La realidad es la discrepancia entre la percepción y el mundo tal como es.
Aquel día la explicación del maestro de ciencias naturales me puso a girar. Me llenó de asombro saber del espacio entre las moléculas y cómo mi tacto no lo percibe. Al salir de clases lo veía todo con asombro y extrañeza. Me decía a mí misma ¡no lo puedo creer!, nada es como lo percibo. Absorta en mis pensamientos, distraída, tropecé. El peso de mi mochila en la espalda me impulsó hacia adelante y caí de bruces. Mientras escuchaba las carcajadas de mis compañeros, me levanté a toda prisa y acomodé mi falda, ¡qué ridículo! Me ardían las rodillas y los codos por los raspones. Sí, la solidez era una ilusión creada por mis sentidos, pero para mí era tangible. Lo sólido era real, aunque fuera ilusorio. Las pruebas contundentes eran mi dolor y las mangas destrozadas de mi único suéter escolar.
........
__Instrucción__: En el fragmento citado, ¿qué aprendió en la clase de ciencias naturales quien narra y qué le llenó de asombro?

__Extracto de datos__:
........
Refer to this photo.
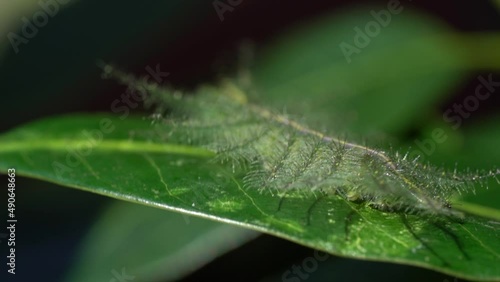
........
__Respuesta__: Aprendió que existe un espacio entre las moléculas y que su tacto no lo percibe.